## begin Record extracts

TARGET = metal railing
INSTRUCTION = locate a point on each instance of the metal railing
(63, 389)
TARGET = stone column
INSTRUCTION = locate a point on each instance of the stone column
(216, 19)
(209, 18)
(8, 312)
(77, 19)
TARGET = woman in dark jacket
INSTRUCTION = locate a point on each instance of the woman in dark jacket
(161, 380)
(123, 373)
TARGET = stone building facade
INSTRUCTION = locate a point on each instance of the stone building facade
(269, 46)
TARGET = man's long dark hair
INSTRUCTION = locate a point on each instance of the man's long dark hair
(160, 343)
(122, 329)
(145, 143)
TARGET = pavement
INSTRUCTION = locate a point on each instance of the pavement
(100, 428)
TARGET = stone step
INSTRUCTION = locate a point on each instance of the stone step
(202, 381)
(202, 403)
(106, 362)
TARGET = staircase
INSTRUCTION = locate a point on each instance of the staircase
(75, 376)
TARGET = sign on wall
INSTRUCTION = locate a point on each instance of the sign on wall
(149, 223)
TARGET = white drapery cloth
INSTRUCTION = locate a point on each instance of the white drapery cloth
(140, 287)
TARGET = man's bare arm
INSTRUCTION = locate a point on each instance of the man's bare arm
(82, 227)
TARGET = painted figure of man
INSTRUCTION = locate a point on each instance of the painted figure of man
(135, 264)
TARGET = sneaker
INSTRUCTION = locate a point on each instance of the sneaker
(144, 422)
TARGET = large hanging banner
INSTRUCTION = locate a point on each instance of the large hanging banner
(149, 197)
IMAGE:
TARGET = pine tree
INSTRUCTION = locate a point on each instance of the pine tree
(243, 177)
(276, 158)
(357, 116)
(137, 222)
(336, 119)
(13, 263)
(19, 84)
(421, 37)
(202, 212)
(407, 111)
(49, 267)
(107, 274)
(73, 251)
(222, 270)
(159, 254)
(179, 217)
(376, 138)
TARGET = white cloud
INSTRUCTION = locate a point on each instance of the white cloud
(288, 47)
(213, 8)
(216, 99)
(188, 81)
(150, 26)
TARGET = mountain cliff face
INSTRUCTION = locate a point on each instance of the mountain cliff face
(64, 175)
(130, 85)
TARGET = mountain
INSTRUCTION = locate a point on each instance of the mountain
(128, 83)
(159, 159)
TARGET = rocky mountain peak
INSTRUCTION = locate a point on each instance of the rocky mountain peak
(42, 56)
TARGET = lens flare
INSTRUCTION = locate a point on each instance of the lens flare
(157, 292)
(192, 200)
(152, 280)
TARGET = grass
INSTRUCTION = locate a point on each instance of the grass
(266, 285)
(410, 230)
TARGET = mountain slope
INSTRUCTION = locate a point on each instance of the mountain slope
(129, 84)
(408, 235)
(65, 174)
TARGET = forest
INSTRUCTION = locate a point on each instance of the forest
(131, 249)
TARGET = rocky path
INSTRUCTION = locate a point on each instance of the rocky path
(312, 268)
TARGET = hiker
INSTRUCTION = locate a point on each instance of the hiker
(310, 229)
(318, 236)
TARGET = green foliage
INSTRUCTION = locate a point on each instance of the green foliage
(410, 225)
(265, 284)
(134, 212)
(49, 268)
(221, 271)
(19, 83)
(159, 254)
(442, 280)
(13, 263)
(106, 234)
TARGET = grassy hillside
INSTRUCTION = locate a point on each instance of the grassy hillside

## end Record extracts

▶ **Given instruction**
Extract each record, keeping it identical to the original.

▶ **Response to the exercise**
TARGET = metal railing
INSTRUCTION = locate a point on each instance of the metal railing
(63, 389)
TARGET = stone column
INSTRUCTION = locate a point on each instance of the stone column
(216, 19)
(209, 18)
(8, 312)
(77, 19)
TARGET = woman in dark jacket
INSTRUCTION = locate a point on each instance of the woman in dark jacket
(161, 380)
(123, 373)
TARGET = stone building facade
INSTRUCTION = locate a point on each instance of the stone building facade
(269, 46)
TARGET = man's long dark hair
INSTRUCTION = locate a point on each instance of the man's long dark hair
(160, 343)
(122, 329)
(145, 143)
TARGET = pavement
INSTRUCTION = locate a point on each instance of the pavement
(100, 428)
TARGET = stone step
INSTRUCTION = locate a point on each instance of the stone step
(202, 381)
(202, 403)
(106, 362)
TARGET = staircase
INSTRUCTION = locate a point on each instance of the staircase
(75, 376)
TARGET = sign on wall
INSTRUCTION = locate a point on each instance of the sign on wall
(149, 223)
TARGET = white drapery cloth
INSTRUCTION = locate a point on each instance of the white drapery cloth
(140, 287)
TARGET = man's bare arm
INSTRUCTION = locate a point on each instance of the man's bare arm
(82, 227)
TARGET = painted figure of man
INSTRUCTION = locate a point on each instance of the painted figure of man
(135, 264)
TARGET = sneaker
INSTRUCTION = locate a point on each instance of the sneaker
(144, 422)
TARGET = large hanging banner
INSTRUCTION = locate a point on each instance of the large hanging banner
(149, 197)
IMAGE:
TARGET = pine tree
INSTRUCTION = locate a point on each instance of the pine tree
(243, 177)
(276, 158)
(357, 116)
(137, 222)
(336, 119)
(13, 263)
(19, 84)
(421, 37)
(202, 212)
(407, 111)
(49, 267)
(107, 274)
(73, 251)
(222, 270)
(159, 254)
(179, 217)
(376, 138)
TARGET = white cloud
INSTRUCTION = locate a point on each instance of the white cloud
(288, 47)
(213, 8)
(216, 99)
(188, 81)
(150, 26)
TARGET = mountain cliff face
INSTRUCTION = locate a point on each instance of the mountain cliff face
(64, 175)
(130, 85)
TARGET = mountain
INSTRUCTION = locate a point on each instance of the mountain
(128, 83)
(159, 159)
TARGET = rocky mountain peak
INSTRUCTION = locate a point on each instance of the rocky mountain peak
(42, 56)
TARGET = lens flare
INSTRUCTION = locate a point on each instance of the lens flare
(157, 292)
(192, 200)
(152, 280)
TARGET = grass
INSTRUCTION = locate a point on each instance of the grass
(266, 285)
(410, 230)
TARGET = mountain slope
INSTRUCTION = locate a point on each instance of the mountain slope
(129, 84)
(408, 235)
(65, 174)
TARGET = forest
INSTRUCTION = locate a point on each instance of the forest
(131, 249)
TARGET = rocky path
INSTRUCTION = locate a point on each instance of the rocky path
(312, 268)
TARGET = hiker
INSTRUCTION = locate a point on each instance of the hiker
(310, 229)
(318, 236)
TARGET = green foliage
INSTRUCTION = locate a point on each instance of the green foliage
(410, 225)
(265, 284)
(134, 212)
(49, 268)
(221, 271)
(19, 83)
(159, 254)
(442, 280)
(13, 263)
(106, 234)
TARGET = grassy hillside
INSTRUCTION = locate a point on each instance of the grassy hillside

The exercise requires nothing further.